start GIVEN PASSAGE

# I screwed up, C:\ missing icon in explorer



## MurderMonkey (Jun 6, 2005)

I have been learning vb6 on and off for a couple years now. I learn mostly by downloading free source codes from planetsourcecode.com and other sites. Well, I screwed up. Instead of reading the code first, I just ran it and it removed the icon for my C:\ hard drive. What the program is supposed to do is change icon's for folders. I don't have the time right now to read through all the code to get an idea on how to fix this. What I was wondering is if there is a non-programming way to change the C:\ icon for explorer? Any suggestions?


----------



## LoneWolf071 (Nov 10, 2004)

sure, just right click on your desktop, then click new->shortcut and type in C:\... that will make a short cut...


----------



## MurderMonkey (Jun 6, 2005)

end GIVEN PASSAGE

• **GIVEN TASK 1**
In the forum thread about the missing C:\ drive icon, list every post heading in order, giving each one's author name and date.
• **GIVEN TASK 2**
From the forum thread about the missing C:\ drive icon, print the stretch from "I have been" through "(Nov 10, 2004)" verbatim.

start RECORDED DATA

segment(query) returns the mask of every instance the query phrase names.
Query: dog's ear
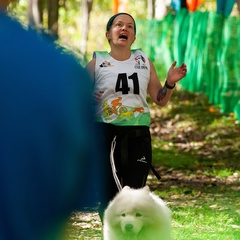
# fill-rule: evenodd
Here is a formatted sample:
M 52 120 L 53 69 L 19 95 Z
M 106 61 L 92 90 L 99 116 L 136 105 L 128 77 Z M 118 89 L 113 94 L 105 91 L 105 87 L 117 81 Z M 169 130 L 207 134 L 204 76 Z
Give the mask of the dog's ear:
M 146 192 L 150 192 L 150 188 L 149 188 L 149 186 L 145 186 L 145 187 L 143 187 L 143 189 L 146 191 Z

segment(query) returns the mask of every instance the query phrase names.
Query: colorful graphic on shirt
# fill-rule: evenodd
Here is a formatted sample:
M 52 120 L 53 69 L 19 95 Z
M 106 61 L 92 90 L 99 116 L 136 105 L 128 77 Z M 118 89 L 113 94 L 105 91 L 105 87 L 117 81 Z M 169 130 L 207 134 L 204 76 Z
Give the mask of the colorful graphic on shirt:
M 148 69 L 146 66 L 146 59 L 142 55 L 138 55 L 135 57 L 135 68 L 136 69 Z
M 99 67 L 112 67 L 112 66 L 113 65 L 106 60 L 102 64 L 99 65 Z
M 112 120 L 113 118 L 118 119 L 132 119 L 135 118 L 135 115 L 138 115 L 139 113 L 144 112 L 143 107 L 136 107 L 136 108 L 131 108 L 131 107 L 126 107 L 122 105 L 122 97 L 118 97 L 117 99 L 114 99 L 111 101 L 111 105 L 108 104 L 108 101 L 105 100 L 102 104 L 103 108 L 103 118 L 105 120 Z

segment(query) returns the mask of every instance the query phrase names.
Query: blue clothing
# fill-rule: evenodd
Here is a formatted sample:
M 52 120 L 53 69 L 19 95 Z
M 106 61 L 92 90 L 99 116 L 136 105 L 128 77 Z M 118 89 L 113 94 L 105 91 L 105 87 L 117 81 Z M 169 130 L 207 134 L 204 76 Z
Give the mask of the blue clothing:
M 4 13 L 0 48 L 0 240 L 60 239 L 71 211 L 97 201 L 91 80 Z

end RECORDED DATA

• **EXERCISE RESPONSE 1**
1. MurderMonkey (Jun 6, 2005)
2. LoneWolf071 (Nov 10, 2004)
3. MurderMonkey (Jun 6, 2005)

• **EXERCISE RESPONSE 2**
I have been learning vb6 on and off for a couple years now. I learn mostly by downloading free source codes from planetsourcecode.com and other sites. Well, I screwed up. Instead of reading the code first, I just ran it and it removed the icon for my C:\ hard drive. What the program is supposed to do is change icon's for folders. I don't have the time right now to read through all the code to get an idea on how to fix this. What I was wondering is if there is a non-programming way to change the C:\ icon for explorer? Any suggestions?


----------



## LoneWolf071 (Nov 10, 2004)